Task 1:
Answer these questions using the updates about the custody fight over the cat Tigger, one answer per line:
(a) Who is Ms. Katz's attorney?
(b) What reason did police give for coming to the Katz home?
(c) What did the judge order Katz to come back with?
Task 2: List every date given for an update in the text about the custody fight over the cat Tigger.
Task 3: Continue the text about the custody fight over the cat Tigger from its last sentence.

Text segment:
——

UPDATE — 8/15/2019:
According to the NY Post, the owners are now saying: “We have no plans for euthanization at this time. As long as he isn’t suffering we’ll continue to work on a treatment plan for him.”
UPDATE — 8/14/2019:
On Monday, police came to the home that Ms. Katz shares with her husband, which they claimed was for “an unrelated outstanding bench warrant.” And unfortunately, they used the opportunity to seize Tigger.
“My husband was home and they pushed their way in,” recalls Katz, in between sobs. “I’m afraid they may kill Tigger.”
When asked about the incident, Katz’s attorney Carolyn Sanchez declares that this recent incident is clearly an “abuse of process”…
“For them to go to this length to threaten someone with arrest on an unrelated matter to convince them to turn over the cat is just wrong, plain and simple.” — Carolyn Sanchez
Tigger has since been returned to the Berman family, who both refused to comment on the cat’s whereabouts or their future plans for him.
The Nassau County Police department claims this was just business as usual for the officers seeking out Mr. Katz regarding the warrant: “No one has heard anything about the cat.”
UPDATE — 7/6/2019:
After Katz again plead her case to the judge, she was ordered to come back with the appropriate medical documentation showing that Tigger is in good health with only senior-related health concerns.
The cat’s original owners demanded Nassau County Judge Rhonda Fischer to force Ms. Katz to return Tigger immediately, but the judge quickly denied their request. Judge Fisher has decided that the cat’s current state of health must be assessed before she makes her final decision: “Either this is worked out and we decide who is going to get custody of this cat … or medical records show this cat is in pain and suffering.”

——

Source information:
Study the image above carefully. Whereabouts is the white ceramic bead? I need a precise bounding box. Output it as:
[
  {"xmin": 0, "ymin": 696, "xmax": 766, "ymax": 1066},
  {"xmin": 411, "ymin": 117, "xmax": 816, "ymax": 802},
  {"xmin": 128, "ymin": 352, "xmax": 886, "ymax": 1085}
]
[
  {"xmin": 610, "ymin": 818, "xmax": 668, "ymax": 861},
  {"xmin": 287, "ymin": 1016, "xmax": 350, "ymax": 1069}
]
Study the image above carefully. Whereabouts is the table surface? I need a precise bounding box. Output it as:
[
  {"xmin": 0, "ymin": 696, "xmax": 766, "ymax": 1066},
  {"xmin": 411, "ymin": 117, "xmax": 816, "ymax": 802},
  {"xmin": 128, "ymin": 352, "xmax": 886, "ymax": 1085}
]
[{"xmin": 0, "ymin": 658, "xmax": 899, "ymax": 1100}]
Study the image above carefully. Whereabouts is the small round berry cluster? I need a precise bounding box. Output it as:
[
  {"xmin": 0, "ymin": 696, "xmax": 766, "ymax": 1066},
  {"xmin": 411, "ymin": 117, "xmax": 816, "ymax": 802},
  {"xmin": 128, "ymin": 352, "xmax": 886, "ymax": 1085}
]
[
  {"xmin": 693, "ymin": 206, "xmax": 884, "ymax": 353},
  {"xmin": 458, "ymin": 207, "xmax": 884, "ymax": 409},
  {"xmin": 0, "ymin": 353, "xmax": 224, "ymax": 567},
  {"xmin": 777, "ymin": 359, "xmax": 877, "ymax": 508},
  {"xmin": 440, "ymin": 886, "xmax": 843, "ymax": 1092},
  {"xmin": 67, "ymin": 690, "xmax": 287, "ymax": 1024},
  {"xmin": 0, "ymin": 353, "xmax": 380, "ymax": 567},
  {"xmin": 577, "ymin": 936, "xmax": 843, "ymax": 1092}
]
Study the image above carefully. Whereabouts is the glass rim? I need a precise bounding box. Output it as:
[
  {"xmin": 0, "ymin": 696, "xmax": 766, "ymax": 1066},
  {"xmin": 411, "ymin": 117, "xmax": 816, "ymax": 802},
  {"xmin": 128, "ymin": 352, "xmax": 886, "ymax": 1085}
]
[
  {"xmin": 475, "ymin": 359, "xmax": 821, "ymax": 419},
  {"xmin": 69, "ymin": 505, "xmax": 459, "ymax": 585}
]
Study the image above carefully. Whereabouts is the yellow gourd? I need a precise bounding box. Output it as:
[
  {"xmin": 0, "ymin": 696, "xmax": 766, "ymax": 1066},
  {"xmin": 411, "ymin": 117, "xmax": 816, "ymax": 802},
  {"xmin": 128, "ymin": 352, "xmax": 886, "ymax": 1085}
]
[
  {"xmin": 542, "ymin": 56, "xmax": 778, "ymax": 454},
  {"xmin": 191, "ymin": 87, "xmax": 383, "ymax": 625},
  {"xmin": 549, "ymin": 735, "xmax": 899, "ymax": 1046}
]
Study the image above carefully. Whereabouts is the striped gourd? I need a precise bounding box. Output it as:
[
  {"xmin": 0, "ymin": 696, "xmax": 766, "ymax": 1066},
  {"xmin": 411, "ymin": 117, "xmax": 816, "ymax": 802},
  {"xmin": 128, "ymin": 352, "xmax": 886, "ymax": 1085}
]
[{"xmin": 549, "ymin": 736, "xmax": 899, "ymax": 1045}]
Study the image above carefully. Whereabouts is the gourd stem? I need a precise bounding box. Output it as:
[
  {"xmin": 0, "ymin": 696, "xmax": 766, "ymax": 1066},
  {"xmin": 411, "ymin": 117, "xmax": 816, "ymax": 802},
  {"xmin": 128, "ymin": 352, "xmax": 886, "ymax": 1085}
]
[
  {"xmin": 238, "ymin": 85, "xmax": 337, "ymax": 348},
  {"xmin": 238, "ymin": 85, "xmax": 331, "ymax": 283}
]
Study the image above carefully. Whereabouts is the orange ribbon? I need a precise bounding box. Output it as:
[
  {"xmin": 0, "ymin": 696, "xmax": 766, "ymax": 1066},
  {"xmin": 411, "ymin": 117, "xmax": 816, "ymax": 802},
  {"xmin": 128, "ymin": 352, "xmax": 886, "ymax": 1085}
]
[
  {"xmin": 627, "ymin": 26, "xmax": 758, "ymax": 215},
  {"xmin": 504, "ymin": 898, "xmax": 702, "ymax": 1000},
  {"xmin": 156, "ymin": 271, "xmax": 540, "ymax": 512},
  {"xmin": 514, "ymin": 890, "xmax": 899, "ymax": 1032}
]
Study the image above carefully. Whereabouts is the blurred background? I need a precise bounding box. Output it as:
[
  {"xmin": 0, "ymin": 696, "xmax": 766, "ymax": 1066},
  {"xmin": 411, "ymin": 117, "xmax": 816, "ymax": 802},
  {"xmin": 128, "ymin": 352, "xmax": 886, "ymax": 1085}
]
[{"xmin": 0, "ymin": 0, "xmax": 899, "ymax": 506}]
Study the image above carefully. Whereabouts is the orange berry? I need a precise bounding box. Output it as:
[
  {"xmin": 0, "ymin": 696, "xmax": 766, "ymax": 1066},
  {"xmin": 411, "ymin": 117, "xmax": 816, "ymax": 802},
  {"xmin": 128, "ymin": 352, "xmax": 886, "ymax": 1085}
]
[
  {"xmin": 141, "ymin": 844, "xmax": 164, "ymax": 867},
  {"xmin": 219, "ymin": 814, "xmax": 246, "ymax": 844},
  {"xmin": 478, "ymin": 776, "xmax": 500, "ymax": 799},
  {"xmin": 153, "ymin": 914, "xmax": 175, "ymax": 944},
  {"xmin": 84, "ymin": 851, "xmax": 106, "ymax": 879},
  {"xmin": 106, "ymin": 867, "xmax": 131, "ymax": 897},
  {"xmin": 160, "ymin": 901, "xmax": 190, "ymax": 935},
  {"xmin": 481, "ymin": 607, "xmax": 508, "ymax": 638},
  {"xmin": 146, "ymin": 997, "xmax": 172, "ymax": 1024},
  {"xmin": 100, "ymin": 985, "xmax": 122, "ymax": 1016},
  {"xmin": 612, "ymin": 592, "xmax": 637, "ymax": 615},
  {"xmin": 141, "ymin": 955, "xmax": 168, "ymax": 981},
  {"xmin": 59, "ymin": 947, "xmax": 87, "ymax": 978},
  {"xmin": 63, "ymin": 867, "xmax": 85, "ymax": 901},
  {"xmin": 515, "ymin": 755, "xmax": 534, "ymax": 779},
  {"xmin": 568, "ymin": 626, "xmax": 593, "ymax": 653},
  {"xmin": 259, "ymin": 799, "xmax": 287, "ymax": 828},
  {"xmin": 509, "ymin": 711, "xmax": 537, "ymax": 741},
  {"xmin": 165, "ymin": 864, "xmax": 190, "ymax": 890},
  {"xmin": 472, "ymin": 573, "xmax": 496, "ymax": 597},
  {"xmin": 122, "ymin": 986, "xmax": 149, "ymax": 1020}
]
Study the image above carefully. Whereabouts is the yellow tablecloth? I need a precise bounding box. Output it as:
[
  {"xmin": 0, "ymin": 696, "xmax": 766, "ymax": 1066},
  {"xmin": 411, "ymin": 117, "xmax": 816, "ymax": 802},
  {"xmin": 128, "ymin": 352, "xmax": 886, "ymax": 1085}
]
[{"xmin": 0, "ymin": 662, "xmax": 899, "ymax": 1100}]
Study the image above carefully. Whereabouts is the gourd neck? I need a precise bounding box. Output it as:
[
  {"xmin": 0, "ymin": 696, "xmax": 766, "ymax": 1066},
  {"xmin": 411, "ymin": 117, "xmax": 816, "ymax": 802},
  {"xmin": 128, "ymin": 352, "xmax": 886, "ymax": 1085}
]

——

Response area 1:
(a) Carolyn Sanchez.
(b) An unrelated outstanding bench warrant.
(c) Appropriate medical documentation showing that Tigger is in good health with only senior-related health concerns.

Response area 2:
8/15/2019
8/14/2019
7/6/2019

Response area 3:
Both parties are due back in court on August 14, 2019.
ORIGINAL STORY BELOW FROM 7/2/2019:
For many of us, the thought of euthanizing our cats is something that brings us immense heartache. And by saying this, I mean that it is strictly reserved for purposes when the cat is truly suffering and there is no quality of life left.
For a couple out of Long Island, NY, such was…and is…not the case. You see, Julie and Russell Berman once had a cat named Tigger, that is, until their now former nanny was caught on camera stealing the cat from their home.
But what would possess a woman to do such a thing? Well, according to her claims, the family had intentions to euthanize sweet Tigger because they no longer wanted to do with the “problems” he was giving them. The former nanny of six years, Rebecca Katz, reportedly took the cat one day before its scheduled euthanasia, according to CBS News New York reports.
What was her motive, you might be wondering? Well, according to Ms. Katz, the super senior kitty of 15 years of age was presented as nothing but a burden to the family, and on several occasions she would overhear Mrs. Berman saying that Tigger was a “bad boy” and that he was “going to get the needle” for his actions, even going so far as to make these remarks in front of her children.
Feeling she had no other choice, Ms. Katz took Tigger in her care, leaving a detailed note as to why:
“I left a note on their kitchen counter basically saying, ‘I’m sorry I can’t let you do this. Let me give you the break you deserve.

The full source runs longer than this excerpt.